__Goal__: Quote every line as written. Omit pictures.

[Stored records]

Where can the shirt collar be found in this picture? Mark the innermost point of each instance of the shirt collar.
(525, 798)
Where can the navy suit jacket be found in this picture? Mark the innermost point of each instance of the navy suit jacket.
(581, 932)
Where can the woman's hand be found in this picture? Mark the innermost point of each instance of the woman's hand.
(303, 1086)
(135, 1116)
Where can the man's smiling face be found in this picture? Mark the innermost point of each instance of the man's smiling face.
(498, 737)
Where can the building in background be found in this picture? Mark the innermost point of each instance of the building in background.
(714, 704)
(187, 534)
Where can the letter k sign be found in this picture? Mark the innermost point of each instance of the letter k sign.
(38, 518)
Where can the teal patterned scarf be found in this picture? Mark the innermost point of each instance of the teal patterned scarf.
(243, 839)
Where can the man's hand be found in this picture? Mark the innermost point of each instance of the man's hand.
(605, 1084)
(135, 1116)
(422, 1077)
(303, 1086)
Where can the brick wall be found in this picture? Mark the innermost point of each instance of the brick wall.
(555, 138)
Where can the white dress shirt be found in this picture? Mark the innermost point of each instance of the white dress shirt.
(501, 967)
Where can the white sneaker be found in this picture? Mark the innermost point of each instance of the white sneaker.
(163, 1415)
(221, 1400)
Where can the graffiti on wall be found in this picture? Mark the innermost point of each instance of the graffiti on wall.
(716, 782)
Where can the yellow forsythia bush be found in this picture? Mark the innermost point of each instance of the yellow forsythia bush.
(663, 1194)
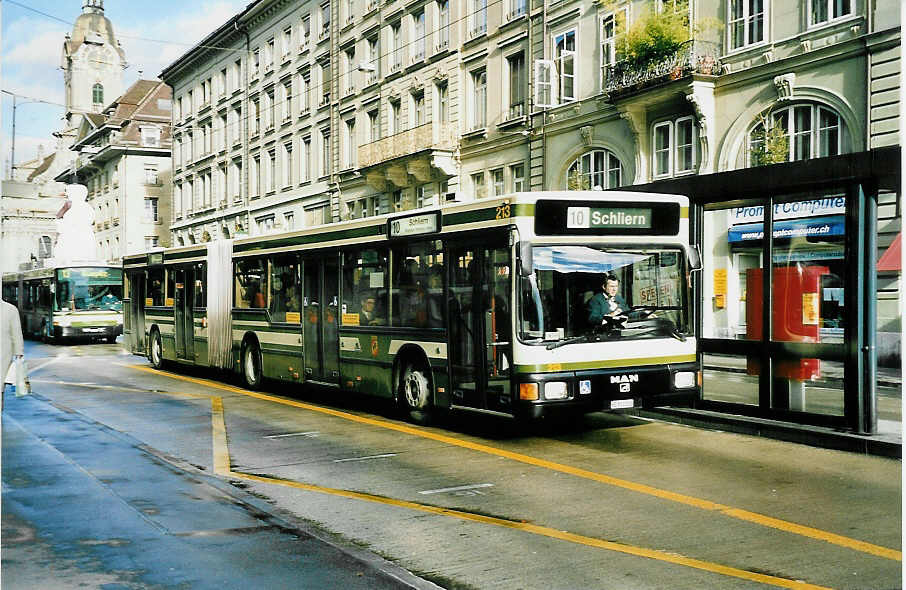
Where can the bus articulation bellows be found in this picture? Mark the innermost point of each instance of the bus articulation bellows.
(485, 306)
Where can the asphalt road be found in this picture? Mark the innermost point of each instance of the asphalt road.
(610, 502)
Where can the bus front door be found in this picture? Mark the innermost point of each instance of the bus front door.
(480, 327)
(182, 314)
(320, 337)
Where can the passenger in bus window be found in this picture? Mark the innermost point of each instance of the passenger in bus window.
(609, 303)
(368, 316)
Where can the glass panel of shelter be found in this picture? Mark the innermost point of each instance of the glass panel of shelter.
(807, 292)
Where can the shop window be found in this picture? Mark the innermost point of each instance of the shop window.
(597, 169)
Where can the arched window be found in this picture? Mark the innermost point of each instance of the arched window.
(595, 169)
(796, 132)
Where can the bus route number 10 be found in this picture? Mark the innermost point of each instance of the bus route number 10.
(578, 217)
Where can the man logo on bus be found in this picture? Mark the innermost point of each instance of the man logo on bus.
(632, 378)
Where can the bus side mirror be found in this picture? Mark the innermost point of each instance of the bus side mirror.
(525, 259)
(695, 258)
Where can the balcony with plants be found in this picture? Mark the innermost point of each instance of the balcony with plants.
(662, 47)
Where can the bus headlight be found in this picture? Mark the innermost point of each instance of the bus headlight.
(684, 379)
(555, 390)
(528, 391)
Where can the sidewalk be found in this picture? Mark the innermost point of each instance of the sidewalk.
(84, 505)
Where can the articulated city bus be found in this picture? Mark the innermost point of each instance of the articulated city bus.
(488, 306)
(68, 302)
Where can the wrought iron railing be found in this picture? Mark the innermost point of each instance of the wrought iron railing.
(693, 57)
(424, 137)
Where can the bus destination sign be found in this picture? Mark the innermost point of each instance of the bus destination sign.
(608, 217)
(414, 225)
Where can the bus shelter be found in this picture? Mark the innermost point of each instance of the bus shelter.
(794, 312)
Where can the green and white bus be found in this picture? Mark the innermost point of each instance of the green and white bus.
(480, 306)
(82, 301)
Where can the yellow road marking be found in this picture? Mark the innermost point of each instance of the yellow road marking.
(222, 467)
(740, 514)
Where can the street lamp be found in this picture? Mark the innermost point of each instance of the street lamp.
(15, 106)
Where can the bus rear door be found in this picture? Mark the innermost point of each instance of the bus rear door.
(320, 337)
(480, 346)
(183, 313)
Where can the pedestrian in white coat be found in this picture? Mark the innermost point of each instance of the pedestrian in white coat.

__Problem solution__:
Where can the shirt collar be found in this picture? Mark the innermost point of each instance of the shirt collar.
(525, 798)
Where can the navy suit jacket be found in this picture? Mark the innermost point of each instance of the navy suit jacket.
(581, 932)
Where can the woman's hand be found in this picture? Mark the innermost point of each instance of the woman's hand.
(303, 1086)
(135, 1116)
Where can the man's smiling face be found in this picture? Mark the innermost point of each instance of the man's smiling face.
(498, 737)
Where can the building in background be found in this picture? Mark the innermost point of each instance of the building in background.
(714, 704)
(187, 534)
Where can the letter k sign be found in this picture? Mark the innermost point of each instance of the letter k sign.
(38, 518)
Where can the teal patterned scarf be found in this picture? Mark the innermost point of each instance of the teal patterned scarf.
(243, 839)
Where can the man's hand be found in this picture? Mark the innermost point of each instance of the man's hand.
(605, 1084)
(135, 1116)
(422, 1077)
(303, 1086)
Where can the brick wall be found in this picture? Mark the innermost point of each instance of the brick wall.
(555, 138)
Where can the white dress shirt be found in this picture? Mark the innermost point of each instance of the white dress shirt.
(501, 967)
Where can the white sneaker be found in this picture? Mark the innermost point of each instance of the white sneaker.
(163, 1415)
(221, 1400)
Where can the graffiti on wall be found in this picture? Mark the innermost point of each instance of the graffiti on wall.
(716, 782)
Where can the yellow forsythia bush be found in this picture? Mark the innermost point of each instance of the yellow forsythia bush.
(663, 1194)
Where can the bus articulation bellows be found in this picture? Mark the innermost point of each instance of the bus articulation bellows.
(485, 306)
Where can the asphalt road be found in this picture? Mark the innermost point of each instance of the asphalt road.
(610, 502)
Where can the bus front door be found in this picture? Mark the innermost point of each instance of the bus front door.
(480, 327)
(182, 314)
(320, 337)
Where can the passenger in bus window be found in this picture? Mark the innermost point of each instance of the passenger in bus window.
(609, 303)
(368, 316)
Where can the glass panel of shelter be found in this picture? Mark the innermost point of each instance of the glass panel of shelter.
(807, 292)
Where can the shop window be found in this picture? Mark the innermost point of each instance of the shop window.
(597, 169)
Where can the arched window be found in this picture? Mark the innermost point of each instance of the arched window.
(595, 169)
(796, 132)
Where can the bus route number 10 be found in this picture? Mark the innermost point of each instance of the bus route number 10.
(578, 217)
Where can the man logo on bus be found in this picture? Mark the innermost point of each instance of the man logo on bus.
(632, 378)
Where can the bus side mirror be found in this picture? Mark the innermost point of each instance of the bus side mirror.
(525, 259)
(695, 258)
Where can the balcony with plants be found in this picture? Mark the innermost point of each instance of the balcony with plants.
(662, 47)
Where can the bus headlight be found in this picture? Mark the innermost point of each instance of the bus headlight.
(684, 379)
(555, 390)
(528, 391)
Where can the sidewalk be found in this picture? Mark the innermost point of each instance of the sidewalk.
(84, 505)
Where can the articulated city bus be found in this picture? Mark the innermost point of each instance of the articulated city bus.
(488, 306)
(68, 302)
Where can the wrought iron railing be found in this picture? Mark the innermost point of each instance of the wrought iron railing.
(693, 57)
(424, 137)
Where can the bus destination sign be found in this picture? Mark the innermost point of each instance of the bus destination sign.
(608, 217)
(414, 225)
Where can the bus shelter be found in this picture? Mark the innermost point of each instance of the bus shelter.
(794, 312)
Where can the green and white bus be found in this picture? Mark the innermost point of each instance of the green and white bus.
(480, 306)
(82, 301)
Where can the yellow road marking be found in this picture? Mark the innermost point of each instance of the yellow road marking.
(222, 467)
(740, 514)
Where can the street lamp be found in this picture? Mark the innermost point of each instance of the street lamp.
(15, 106)
Where can the bus rear door be found in this picture? Mark the innermost point of each instance of the bus rear door.
(320, 337)
(480, 346)
(183, 313)
Where can the pedestrian in white coat be found in this picture? Mark the innermost point of each instance of the pedestrian in white coat.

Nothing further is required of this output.